▶ _What to do_: Copy the passage of the Ash Grunwald album text again, everything from "Fish Out of Water is" down to "and Roots Album.", without changing a word.
— Begin Text segment —
Studio album by Ash Grunwald
- Released: August 2008
- Studio: The Container, Delta Groove HQ
- Genre: Blues; rock;
- Label: Delta Groove
- Producer: Countbounce (aka Pip Norman); Ash Grunwald;

Ash Grunwald chronology
| Live from the Factory (2008) | Fish Out of Water (2008) | Live at the Fly by Night (2010) |

= Fish Out of Water (Ash Grunwald album) =

Fish Out of Water is the fourth studio album by Australian blues musician Ash Grunwald. It was released in August 2008 and peaked at number 43, becoming Grunwald's first album to chart inside the ARIA Charts top 50.

At the ARIA Music Awards of 2009, the album was nominated for Best Blues and Roots Album.

At the APRA Awards of 2010 "Breakout" won "Blues & Roots Work of the Year"

==Background and release==
Ash Grunwald attended a label-initiated songwriters day at Michael Gudinski's house in Victoria's Macedon Ranges and was teamed with hip-hop artist, Pip Norman (from TZU) and the duo wrote the album's title track, described by Shane Fowles from The Standard as "an uplifting blues gospel tune", in a day.

Grunwald said "It's a songwriting exercise that Mushroom put on with their songwriters, they do it every couple of years and it's a bit of a tradition out at Gudinski's house. You get there early and they make breakfast for you, everything is taken care of, and I turned up there and Pip and I just started jamming. He made this beat on his laptop and I played my guitar, and that became the song "Fish Out of Water." Grunwald asked Norman to write more with him and sharing credits on five tracks and production co-credit.
— End Text segment —
— Begin Listing —
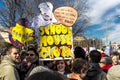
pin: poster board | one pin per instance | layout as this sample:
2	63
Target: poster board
66	15
56	42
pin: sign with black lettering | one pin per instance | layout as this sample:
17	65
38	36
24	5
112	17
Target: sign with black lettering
66	15
56	41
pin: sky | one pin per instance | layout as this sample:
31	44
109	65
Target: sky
104	20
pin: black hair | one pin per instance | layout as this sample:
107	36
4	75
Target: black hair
46	75
79	52
95	56
79	64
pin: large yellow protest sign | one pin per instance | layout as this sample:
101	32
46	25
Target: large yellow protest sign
22	34
55	41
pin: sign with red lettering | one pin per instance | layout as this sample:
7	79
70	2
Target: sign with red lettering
56	42
66	15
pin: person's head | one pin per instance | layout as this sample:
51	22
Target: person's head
80	66
46	75
79	52
32	55
104	61
13	53
114	73
61	66
94	56
22	55
115	58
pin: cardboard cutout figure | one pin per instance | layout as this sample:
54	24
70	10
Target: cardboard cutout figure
45	17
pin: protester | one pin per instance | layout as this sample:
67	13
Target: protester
62	67
8	69
48	64
105	63
46	75
79	52
32	59
115	58
79	69
95	72
114	73
39	69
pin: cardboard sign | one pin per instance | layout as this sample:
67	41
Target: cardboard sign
56	42
66	15
22	34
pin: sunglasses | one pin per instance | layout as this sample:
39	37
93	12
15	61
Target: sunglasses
29	54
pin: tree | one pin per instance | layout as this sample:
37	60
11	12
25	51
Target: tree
15	9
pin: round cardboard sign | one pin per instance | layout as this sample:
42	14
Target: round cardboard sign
66	15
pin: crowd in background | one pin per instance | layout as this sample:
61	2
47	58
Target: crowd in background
26	65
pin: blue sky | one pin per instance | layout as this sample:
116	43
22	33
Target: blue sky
103	16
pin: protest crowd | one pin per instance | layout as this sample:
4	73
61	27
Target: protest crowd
53	56
26	65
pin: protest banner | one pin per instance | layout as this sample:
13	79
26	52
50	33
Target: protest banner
56	42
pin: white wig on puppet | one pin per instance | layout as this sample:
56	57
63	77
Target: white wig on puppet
45	17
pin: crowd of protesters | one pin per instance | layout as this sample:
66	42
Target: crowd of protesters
25	65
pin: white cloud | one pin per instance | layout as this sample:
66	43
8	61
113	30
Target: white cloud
99	7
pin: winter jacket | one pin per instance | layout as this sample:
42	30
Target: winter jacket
95	73
8	70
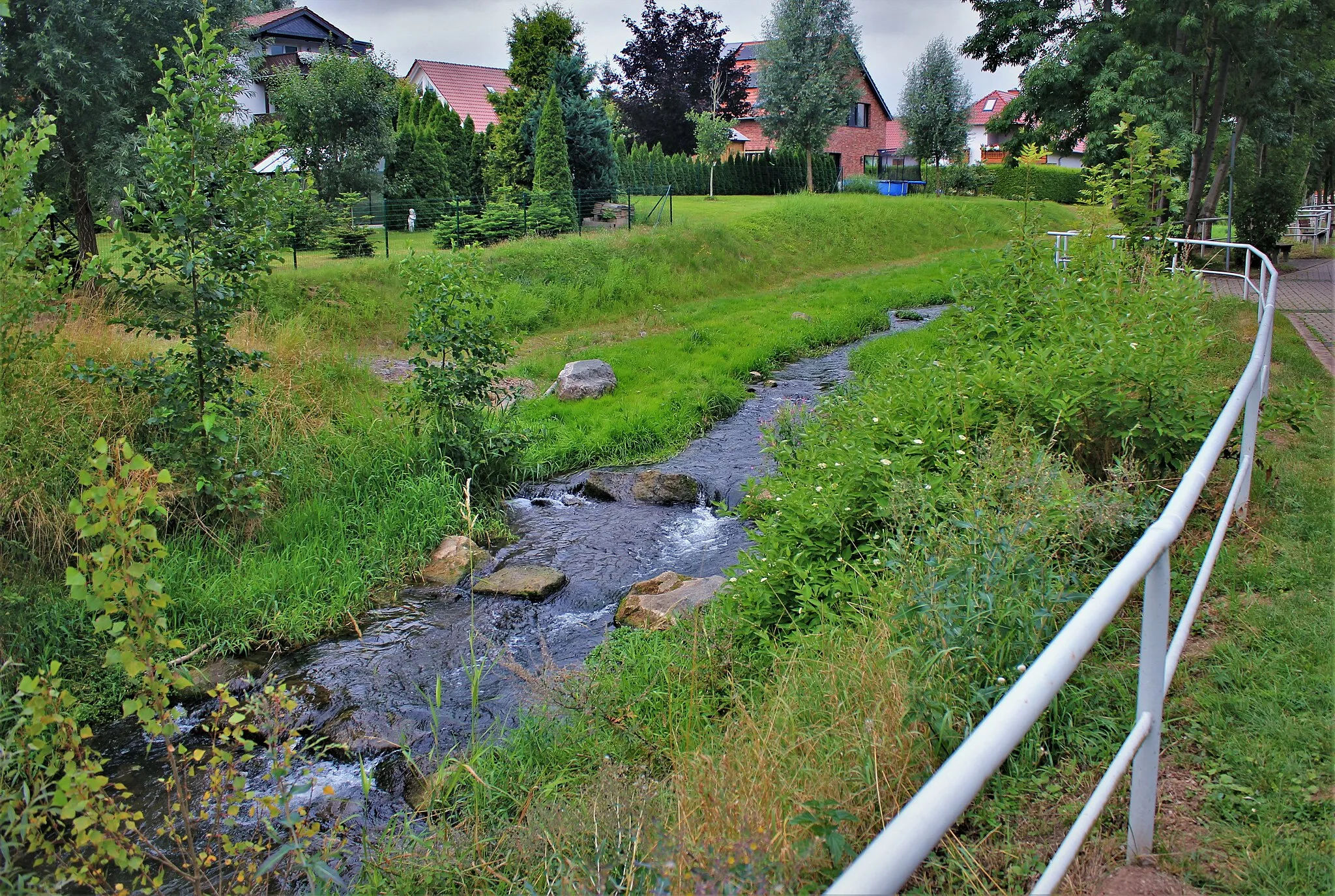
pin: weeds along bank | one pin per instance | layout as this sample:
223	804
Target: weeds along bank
360	496
927	532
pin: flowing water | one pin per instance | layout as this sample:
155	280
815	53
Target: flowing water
405	677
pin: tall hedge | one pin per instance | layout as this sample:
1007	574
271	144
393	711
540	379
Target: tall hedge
1047	182
651	167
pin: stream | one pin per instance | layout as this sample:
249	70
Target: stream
378	688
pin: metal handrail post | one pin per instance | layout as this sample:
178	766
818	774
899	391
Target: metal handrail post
1150	699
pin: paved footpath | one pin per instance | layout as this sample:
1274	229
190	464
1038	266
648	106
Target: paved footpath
1308	298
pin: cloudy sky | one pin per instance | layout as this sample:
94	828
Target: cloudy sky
473	31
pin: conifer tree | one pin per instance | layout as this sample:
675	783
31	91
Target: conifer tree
550	158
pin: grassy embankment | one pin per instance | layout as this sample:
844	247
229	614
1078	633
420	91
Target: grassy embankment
923	538
360	501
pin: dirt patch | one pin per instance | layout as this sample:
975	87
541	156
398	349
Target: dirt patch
1143	880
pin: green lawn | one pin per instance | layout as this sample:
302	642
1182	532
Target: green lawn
713	295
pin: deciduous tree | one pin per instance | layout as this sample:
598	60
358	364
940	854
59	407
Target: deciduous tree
808	75
1192	67
338	121
712	135
198	235
673	66
90	63
935	104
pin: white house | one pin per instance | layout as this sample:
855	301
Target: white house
980	143
986	146
281	39
463	89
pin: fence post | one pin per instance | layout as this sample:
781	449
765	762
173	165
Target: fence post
1150	699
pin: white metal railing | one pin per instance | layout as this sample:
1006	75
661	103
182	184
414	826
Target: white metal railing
1314	222
892	858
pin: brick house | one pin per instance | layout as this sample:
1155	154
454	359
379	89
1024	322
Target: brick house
463	89
980	143
853	145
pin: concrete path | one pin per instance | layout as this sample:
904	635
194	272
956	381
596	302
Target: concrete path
1308	298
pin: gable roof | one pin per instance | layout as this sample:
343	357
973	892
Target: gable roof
465	89
748	53
980	115
301	23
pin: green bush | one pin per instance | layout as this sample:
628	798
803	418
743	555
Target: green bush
759	175
1049	182
967	179
350	242
858	183
508	220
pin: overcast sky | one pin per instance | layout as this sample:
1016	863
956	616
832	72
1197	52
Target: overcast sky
473	31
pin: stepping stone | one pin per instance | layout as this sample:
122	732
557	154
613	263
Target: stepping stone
533	583
657	603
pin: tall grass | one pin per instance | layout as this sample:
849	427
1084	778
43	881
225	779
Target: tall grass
359	500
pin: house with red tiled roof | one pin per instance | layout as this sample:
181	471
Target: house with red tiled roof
980	143
281	39
463	89
856	145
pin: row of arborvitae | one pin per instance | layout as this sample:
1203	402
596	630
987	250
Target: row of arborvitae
927	532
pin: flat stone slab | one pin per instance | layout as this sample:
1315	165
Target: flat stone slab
456	557
522	581
608	485
656	486
657	603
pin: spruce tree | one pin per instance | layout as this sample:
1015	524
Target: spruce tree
550	158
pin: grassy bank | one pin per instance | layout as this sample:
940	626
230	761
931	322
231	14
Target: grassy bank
926	534
359	501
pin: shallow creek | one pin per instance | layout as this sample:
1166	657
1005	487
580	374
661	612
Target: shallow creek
379	688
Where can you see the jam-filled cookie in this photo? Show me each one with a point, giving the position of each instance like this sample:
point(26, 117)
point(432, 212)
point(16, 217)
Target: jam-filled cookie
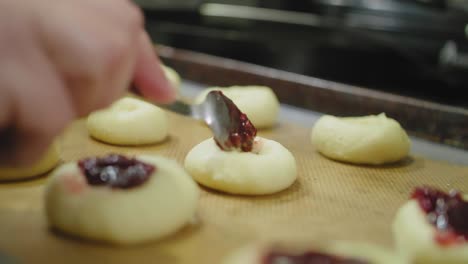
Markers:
point(121, 200)
point(432, 227)
point(243, 163)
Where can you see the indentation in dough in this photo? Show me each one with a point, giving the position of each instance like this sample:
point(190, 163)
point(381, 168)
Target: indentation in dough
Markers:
point(271, 168)
point(363, 140)
point(129, 121)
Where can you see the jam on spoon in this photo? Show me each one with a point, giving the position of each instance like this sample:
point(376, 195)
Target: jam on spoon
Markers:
point(240, 132)
point(116, 171)
point(447, 212)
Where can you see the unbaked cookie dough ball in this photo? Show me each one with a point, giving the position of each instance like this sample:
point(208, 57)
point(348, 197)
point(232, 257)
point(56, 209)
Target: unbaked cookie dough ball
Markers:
point(129, 121)
point(259, 103)
point(172, 76)
point(432, 227)
point(45, 164)
point(267, 169)
point(121, 200)
point(374, 139)
point(332, 252)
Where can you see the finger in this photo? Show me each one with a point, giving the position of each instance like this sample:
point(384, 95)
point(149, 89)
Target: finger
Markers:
point(41, 109)
point(149, 77)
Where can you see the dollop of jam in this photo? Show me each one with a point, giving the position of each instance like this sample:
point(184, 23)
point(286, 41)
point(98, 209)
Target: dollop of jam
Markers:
point(447, 212)
point(308, 257)
point(116, 171)
point(241, 131)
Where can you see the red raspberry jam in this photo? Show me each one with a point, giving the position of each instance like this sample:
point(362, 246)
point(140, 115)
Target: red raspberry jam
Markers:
point(241, 131)
point(116, 171)
point(447, 212)
point(308, 257)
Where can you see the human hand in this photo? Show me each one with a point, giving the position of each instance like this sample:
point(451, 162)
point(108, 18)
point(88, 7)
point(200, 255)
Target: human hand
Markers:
point(61, 59)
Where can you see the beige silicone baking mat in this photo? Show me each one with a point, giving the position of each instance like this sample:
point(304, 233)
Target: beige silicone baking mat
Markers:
point(330, 200)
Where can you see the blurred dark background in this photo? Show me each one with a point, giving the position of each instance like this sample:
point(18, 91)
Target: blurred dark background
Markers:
point(417, 48)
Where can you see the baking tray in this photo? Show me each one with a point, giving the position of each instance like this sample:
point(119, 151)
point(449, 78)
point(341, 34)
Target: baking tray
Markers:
point(429, 120)
point(329, 201)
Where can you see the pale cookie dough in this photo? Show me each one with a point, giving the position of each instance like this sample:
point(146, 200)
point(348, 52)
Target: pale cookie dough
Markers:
point(160, 206)
point(259, 103)
point(374, 139)
point(129, 121)
point(415, 239)
point(172, 76)
point(269, 168)
point(45, 164)
point(256, 253)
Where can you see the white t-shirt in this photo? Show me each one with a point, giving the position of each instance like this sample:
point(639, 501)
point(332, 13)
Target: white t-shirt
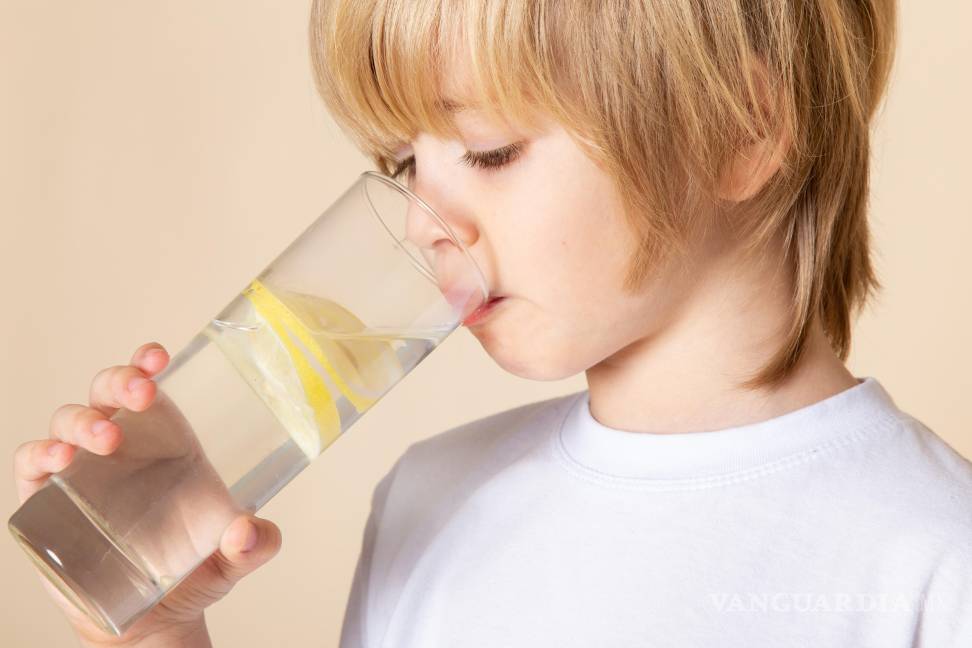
— End Listing —
▶ _Final answer_:
Fish Out of Water is the fourth studio album by Australian blues musician Ash Grunwald. It was released in August 2008 and peaked at number 43, becoming Grunwald's first album to chart inside the ARIA Charts top 50.

At the ARIA Music Awards of 2009, the album was nominated for Best Blues and Roots Album.